Set problem: Copy every one of the records below word for word, with each line and its punctuation left unchanged.

Data provided:

________________________________________

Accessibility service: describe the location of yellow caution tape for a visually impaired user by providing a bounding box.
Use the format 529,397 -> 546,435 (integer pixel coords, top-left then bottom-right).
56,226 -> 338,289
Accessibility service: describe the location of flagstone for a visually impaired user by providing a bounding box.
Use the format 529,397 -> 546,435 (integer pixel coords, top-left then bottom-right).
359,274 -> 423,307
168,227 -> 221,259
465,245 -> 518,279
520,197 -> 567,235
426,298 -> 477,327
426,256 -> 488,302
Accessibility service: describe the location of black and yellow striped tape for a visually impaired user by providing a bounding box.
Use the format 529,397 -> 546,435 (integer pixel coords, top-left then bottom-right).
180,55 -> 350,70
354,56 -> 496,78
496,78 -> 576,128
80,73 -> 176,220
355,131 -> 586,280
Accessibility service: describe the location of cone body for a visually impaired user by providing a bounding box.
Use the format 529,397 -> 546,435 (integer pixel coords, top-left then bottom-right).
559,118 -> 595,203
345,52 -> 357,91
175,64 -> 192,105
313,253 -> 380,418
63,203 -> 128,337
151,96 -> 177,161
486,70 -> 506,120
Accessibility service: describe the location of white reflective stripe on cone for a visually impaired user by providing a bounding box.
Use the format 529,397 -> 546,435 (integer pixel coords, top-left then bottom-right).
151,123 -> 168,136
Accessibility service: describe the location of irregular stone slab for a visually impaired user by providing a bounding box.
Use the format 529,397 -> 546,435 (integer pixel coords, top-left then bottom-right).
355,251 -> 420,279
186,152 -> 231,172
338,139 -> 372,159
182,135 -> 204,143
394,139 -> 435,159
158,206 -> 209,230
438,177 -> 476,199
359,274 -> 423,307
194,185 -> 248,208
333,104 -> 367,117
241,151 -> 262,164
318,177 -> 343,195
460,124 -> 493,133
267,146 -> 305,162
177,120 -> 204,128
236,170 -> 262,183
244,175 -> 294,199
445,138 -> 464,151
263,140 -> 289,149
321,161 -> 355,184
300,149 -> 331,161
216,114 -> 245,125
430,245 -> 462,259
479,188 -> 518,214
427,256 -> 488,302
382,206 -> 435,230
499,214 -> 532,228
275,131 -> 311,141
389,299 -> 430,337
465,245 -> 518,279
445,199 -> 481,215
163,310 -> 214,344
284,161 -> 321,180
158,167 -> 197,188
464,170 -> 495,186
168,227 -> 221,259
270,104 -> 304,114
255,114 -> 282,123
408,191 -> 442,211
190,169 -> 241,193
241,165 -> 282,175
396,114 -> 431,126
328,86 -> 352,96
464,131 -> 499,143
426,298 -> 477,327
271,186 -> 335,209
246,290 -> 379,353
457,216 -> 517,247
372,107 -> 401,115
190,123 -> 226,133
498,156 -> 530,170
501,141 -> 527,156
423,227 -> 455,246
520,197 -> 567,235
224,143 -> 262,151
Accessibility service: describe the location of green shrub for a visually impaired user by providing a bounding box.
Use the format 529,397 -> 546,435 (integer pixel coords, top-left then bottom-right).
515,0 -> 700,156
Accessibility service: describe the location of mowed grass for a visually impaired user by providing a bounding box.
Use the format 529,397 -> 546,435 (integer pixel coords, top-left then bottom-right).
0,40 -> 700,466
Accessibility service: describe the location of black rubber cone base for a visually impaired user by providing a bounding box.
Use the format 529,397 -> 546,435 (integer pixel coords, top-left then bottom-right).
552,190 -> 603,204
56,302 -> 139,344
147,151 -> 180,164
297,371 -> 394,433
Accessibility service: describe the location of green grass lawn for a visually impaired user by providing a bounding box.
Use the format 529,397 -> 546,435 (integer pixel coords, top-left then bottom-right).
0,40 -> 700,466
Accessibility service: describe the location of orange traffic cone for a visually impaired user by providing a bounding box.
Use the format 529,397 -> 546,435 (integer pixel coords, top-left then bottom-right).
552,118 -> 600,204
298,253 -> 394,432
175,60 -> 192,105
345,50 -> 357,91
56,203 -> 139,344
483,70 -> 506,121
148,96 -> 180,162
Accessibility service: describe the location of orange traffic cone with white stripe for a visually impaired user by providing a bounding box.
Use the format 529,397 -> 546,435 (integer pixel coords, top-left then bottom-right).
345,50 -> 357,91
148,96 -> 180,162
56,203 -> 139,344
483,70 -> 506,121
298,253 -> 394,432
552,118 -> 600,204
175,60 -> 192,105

________________________________________

Response below:
Accessibility service: describe the location of yellow caution tape for a visually impaired user by providing a bounding box.
Use the format 529,397 -> 546,435 (integer pixel coords, top-left then bottom-right).
56,226 -> 338,289
Accessibility service: describe the location of flagstone for a visually impaired user by providing a bounding box.
Use the format 529,397 -> 546,435 (integer pixel coords, top-left then bottom-right).
359,274 -> 423,307
168,227 -> 221,259
465,245 -> 518,279
520,197 -> 567,235
426,298 -> 477,327
426,256 -> 488,302
Accessibility service: describe the location of black and yellow striped tape for a visually impaired user by providing a bounding box.
Use the format 529,397 -> 546,435 (integer pixel coords, top-left then bottom-right).
180,55 -> 350,70
354,56 -> 496,78
496,78 -> 576,128
80,73 -> 176,220
355,131 -> 586,280
Accessibility service: describe the location of cone body for a visually impaired user by providing a bounding box.
Use the format 529,397 -> 546,435 (integer pixel coords, top-left then bottom-right).
559,118 -> 595,203
345,52 -> 357,91
175,64 -> 192,105
313,253 -> 380,418
63,203 -> 128,337
151,96 -> 177,161
486,70 -> 506,120
Accessibility service: describe the location of white reflective stripe on cone for a visually impaired user by providing a bounding box.
Use the format 529,397 -> 546,435 (integer pixel coords, top-left then bottom-right).
151,123 -> 168,136
Accessibility service: describe the location of irregular stone slab for a visually impaired user by providing a bounding box.
Use the format 529,397 -> 546,435 (integer pixel coords, top-left then bottom-right).
355,251 -> 420,279
186,152 -> 231,172
338,139 -> 372,159
182,135 -> 204,143
394,139 -> 435,159
158,206 -> 209,230
438,177 -> 476,199
359,274 -> 423,307
194,185 -> 248,208
333,104 -> 367,117
241,151 -> 262,164
318,177 -> 343,195
460,124 -> 493,133
267,146 -> 305,162
177,120 -> 204,128
236,170 -> 262,183
244,175 -> 294,199
445,138 -> 464,151
263,140 -> 289,149
321,161 -> 355,184
300,149 -> 331,161
216,114 -> 245,125
430,245 -> 462,259
479,188 -> 518,214
427,256 -> 488,302
382,206 -> 435,230
499,214 -> 532,228
275,131 -> 311,141
389,299 -> 430,337
465,245 -> 518,279
445,199 -> 481,215
163,310 -> 214,344
284,161 -> 321,180
158,167 -> 197,188
464,170 -> 495,186
168,227 -> 221,259
270,104 -> 304,114
255,114 -> 282,123
408,191 -> 442,211
190,169 -> 241,193
241,165 -> 282,175
396,114 -> 431,126
328,86 -> 352,96
464,131 -> 499,143
426,298 -> 477,327
271,186 -> 335,209
246,290 -> 379,353
457,216 -> 517,247
372,107 -> 401,115
190,123 -> 226,133
498,156 -> 530,170
501,141 -> 527,156
423,227 -> 455,246
520,197 -> 567,235
224,143 -> 262,151
Accessibility service: describe the location of green shrub for a visually impaired user by providing a bounding box.
Use the format 529,397 -> 546,435 (integer pixel coords, top-left then bottom-right).
515,0 -> 700,156
Accessibility service: describe the location of mowed grass for a visually impaired user by providing a bounding box.
Use the format 529,397 -> 546,435 (integer pixel coords, top-left then bottom-right).
0,40 -> 700,466
Accessibility service: describe the location of black rubber cone base for a visually impaired user by providing a bounding box.
Use the format 529,397 -> 546,435 (integer pixel coords, top-left then bottom-right).
552,190 -> 603,204
56,302 -> 139,344
147,151 -> 180,164
297,371 -> 394,433
Accessibility service: describe the location of green grass lawn for a visually impaired user by providing a bounding box.
Use the format 529,397 -> 546,435 (integer pixel coords, top-left then bottom-right).
0,40 -> 700,466
Accessibility service: describe the location of orange traffic cone for a visually impaired user by providing a bounding box.
Use the format 529,397 -> 546,435 (integer pixel coords, top-left then bottom-right).
552,118 -> 600,204
298,253 -> 394,432
175,60 -> 192,105
345,50 -> 357,91
56,203 -> 139,344
483,70 -> 506,121
148,96 -> 180,162
Accessibility service: describe the location of orange traffic cone with white stripe for a visually impaired user by providing a bounding box.
Use the format 529,397 -> 546,435 (integer pixel coords, top-left then bottom-right).
345,50 -> 357,91
148,96 -> 180,162
56,203 -> 139,344
483,70 -> 506,121
298,253 -> 394,432
552,118 -> 600,204
175,60 -> 192,105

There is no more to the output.